YOUR TASK: Report every line in the listing below that contains the string "mirror", copying each such line in full.

Stored data entries:
☆ ☆ ☆ ☆ ☆

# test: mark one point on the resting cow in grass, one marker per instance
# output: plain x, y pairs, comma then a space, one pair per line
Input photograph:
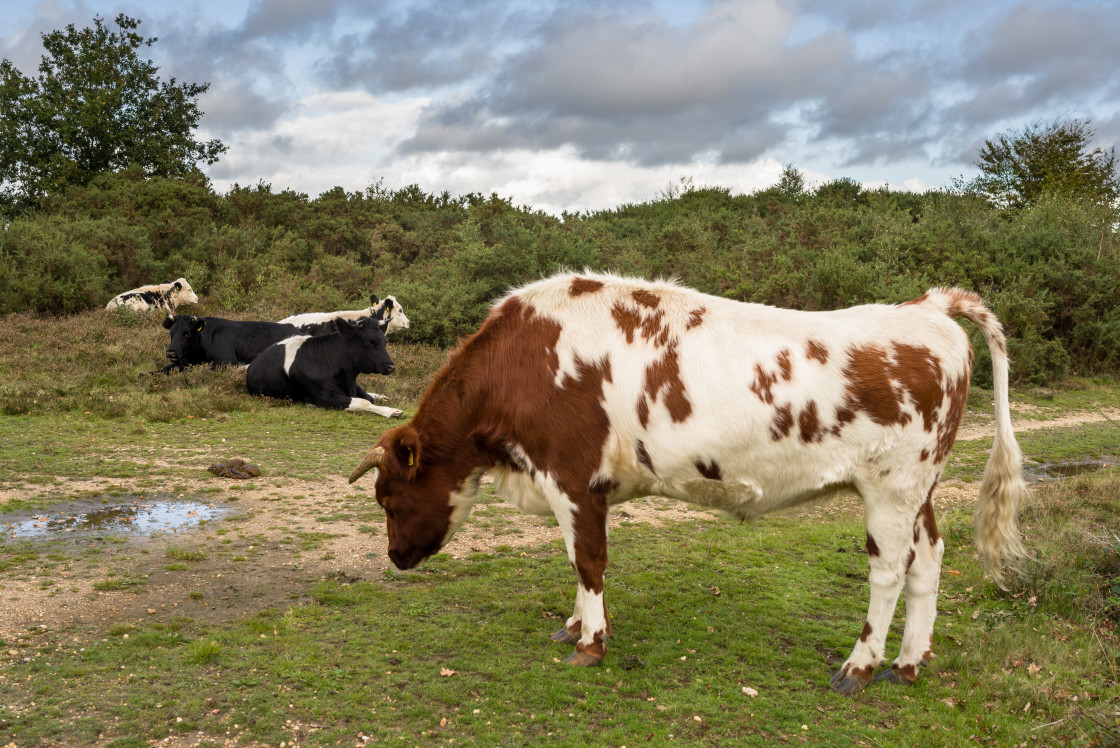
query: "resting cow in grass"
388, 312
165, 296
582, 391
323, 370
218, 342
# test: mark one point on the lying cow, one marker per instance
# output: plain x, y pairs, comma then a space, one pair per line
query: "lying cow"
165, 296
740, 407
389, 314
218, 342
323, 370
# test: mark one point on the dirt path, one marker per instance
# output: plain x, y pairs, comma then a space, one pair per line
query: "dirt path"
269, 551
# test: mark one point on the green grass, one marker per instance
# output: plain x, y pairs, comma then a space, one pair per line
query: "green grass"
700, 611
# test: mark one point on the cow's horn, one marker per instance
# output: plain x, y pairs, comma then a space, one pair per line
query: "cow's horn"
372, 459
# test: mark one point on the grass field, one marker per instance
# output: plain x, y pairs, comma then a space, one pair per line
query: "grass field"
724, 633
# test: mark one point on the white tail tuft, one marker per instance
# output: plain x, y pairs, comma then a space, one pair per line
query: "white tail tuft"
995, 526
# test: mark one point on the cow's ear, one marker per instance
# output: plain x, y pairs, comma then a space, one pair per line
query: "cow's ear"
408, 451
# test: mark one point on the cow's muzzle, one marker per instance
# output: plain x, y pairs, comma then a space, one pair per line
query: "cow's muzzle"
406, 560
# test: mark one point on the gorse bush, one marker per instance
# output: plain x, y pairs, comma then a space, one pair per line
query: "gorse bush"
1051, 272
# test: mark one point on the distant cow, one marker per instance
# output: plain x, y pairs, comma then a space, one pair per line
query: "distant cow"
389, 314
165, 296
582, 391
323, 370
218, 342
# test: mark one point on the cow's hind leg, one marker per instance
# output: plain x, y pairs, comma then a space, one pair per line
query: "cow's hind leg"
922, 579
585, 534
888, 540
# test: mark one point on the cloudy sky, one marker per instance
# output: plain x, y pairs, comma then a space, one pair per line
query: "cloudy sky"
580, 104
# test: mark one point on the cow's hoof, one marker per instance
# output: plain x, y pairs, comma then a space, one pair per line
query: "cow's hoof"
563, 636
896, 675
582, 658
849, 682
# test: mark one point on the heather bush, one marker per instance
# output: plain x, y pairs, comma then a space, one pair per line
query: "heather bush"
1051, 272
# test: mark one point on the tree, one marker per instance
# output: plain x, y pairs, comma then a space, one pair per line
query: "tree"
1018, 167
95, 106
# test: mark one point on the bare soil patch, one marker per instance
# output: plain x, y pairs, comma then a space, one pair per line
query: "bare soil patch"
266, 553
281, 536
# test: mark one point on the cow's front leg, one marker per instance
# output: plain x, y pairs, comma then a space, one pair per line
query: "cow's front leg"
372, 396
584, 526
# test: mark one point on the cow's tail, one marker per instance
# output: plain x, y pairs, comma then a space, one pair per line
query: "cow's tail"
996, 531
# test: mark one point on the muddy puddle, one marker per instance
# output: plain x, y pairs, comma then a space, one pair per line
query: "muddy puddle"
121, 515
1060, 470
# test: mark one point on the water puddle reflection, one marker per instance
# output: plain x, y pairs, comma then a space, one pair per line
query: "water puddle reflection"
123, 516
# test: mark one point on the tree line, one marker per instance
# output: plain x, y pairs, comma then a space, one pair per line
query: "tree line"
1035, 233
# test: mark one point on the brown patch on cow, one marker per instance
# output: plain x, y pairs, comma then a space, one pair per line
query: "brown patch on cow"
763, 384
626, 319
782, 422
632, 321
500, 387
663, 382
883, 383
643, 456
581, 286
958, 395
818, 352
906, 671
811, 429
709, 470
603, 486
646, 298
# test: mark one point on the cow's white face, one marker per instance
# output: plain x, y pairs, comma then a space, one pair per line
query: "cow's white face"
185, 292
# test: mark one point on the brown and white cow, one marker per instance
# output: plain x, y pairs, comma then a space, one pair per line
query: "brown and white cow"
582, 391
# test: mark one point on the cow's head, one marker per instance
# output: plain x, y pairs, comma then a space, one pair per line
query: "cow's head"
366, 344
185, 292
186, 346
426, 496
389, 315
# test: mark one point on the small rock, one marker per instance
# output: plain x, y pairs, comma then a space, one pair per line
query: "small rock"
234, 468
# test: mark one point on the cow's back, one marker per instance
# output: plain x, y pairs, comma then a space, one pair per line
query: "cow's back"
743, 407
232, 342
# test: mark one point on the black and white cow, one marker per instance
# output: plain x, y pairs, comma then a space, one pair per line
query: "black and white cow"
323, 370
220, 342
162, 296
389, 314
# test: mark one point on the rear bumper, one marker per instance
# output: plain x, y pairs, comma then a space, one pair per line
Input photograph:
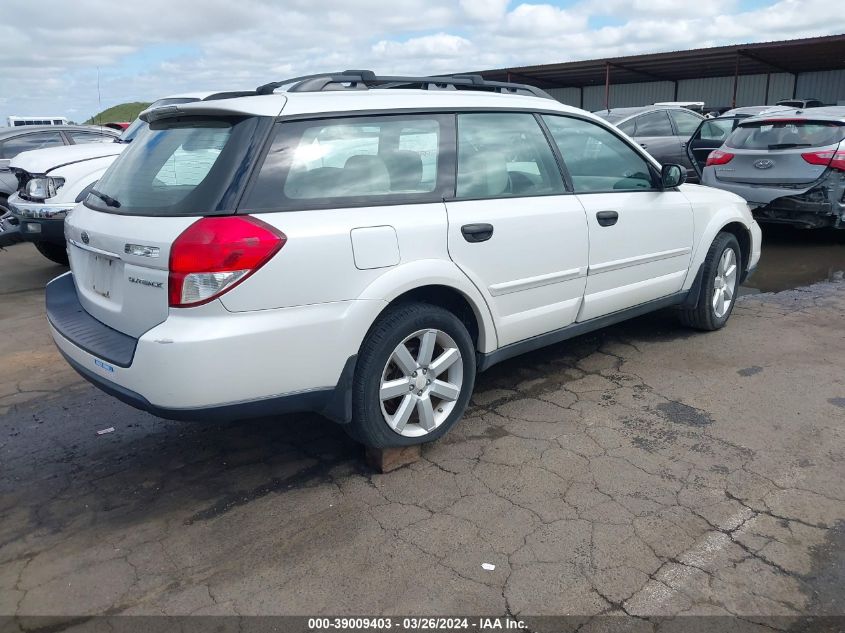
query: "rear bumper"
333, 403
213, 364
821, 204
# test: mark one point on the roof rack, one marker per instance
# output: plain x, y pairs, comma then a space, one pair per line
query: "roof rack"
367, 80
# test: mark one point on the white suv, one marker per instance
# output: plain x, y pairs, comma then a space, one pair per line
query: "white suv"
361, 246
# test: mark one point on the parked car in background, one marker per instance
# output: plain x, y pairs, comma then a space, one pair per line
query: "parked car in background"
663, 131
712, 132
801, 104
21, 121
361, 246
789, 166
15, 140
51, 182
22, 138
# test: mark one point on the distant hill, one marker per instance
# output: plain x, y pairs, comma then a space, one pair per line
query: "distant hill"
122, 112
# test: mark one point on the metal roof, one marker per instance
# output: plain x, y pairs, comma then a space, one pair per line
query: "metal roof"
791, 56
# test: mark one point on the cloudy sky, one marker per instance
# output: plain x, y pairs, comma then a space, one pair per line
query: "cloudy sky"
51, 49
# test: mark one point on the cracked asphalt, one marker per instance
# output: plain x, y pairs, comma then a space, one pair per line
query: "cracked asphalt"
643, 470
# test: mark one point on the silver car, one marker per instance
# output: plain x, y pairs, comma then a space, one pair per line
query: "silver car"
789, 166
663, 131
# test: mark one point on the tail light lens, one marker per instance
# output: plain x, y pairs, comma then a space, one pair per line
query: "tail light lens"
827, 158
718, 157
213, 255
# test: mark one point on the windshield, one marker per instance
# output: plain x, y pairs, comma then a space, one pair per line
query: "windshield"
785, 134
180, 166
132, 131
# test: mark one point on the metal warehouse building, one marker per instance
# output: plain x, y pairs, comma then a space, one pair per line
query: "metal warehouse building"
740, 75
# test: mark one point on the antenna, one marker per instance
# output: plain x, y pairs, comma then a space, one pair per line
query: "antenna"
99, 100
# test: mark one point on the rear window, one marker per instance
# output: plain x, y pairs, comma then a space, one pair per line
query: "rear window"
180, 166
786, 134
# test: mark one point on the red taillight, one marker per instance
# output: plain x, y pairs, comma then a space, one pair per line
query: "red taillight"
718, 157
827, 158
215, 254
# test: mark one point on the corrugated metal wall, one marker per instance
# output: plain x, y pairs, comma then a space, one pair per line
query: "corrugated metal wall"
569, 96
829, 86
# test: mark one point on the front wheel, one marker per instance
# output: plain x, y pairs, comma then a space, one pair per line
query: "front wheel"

☆ ☆ ☆ ☆ ☆

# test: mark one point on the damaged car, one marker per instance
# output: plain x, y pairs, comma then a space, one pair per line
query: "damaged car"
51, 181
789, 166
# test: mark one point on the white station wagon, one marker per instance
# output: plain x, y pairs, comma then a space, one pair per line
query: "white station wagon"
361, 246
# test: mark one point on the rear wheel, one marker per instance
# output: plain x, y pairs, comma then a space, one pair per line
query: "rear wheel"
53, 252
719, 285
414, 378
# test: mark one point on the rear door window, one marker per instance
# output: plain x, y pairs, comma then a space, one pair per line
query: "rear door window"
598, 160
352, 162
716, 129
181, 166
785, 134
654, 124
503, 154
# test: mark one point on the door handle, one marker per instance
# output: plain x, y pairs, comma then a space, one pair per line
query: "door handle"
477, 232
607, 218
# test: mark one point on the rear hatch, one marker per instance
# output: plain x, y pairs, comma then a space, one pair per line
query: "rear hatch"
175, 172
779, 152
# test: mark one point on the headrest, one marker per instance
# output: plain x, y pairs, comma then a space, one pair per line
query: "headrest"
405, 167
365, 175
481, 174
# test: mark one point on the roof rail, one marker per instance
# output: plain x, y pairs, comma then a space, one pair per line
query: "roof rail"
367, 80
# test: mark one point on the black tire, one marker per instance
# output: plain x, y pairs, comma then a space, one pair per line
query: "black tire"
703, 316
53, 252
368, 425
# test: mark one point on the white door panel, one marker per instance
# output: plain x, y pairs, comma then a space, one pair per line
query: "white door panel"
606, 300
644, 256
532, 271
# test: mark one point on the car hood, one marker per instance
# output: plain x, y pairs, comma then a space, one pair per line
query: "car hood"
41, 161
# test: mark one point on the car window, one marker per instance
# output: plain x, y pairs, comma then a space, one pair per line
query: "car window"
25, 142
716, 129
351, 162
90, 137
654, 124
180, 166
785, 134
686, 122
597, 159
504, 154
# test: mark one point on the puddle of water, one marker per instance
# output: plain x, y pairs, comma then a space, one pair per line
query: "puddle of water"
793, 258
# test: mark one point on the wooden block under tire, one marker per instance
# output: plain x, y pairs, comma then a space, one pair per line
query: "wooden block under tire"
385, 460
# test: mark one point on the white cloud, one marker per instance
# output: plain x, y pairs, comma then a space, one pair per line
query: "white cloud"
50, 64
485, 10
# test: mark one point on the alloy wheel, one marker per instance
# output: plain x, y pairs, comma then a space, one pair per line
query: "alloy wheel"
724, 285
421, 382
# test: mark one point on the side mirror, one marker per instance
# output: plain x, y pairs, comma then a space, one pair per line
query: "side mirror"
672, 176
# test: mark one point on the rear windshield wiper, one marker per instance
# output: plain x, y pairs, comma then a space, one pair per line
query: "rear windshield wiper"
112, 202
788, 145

☆ ☆ ☆ ☆ ☆

SOLUTION TO THE EXERCISE:
# test: mark one point on the side mirror, one marker per instance
query: "side mirror"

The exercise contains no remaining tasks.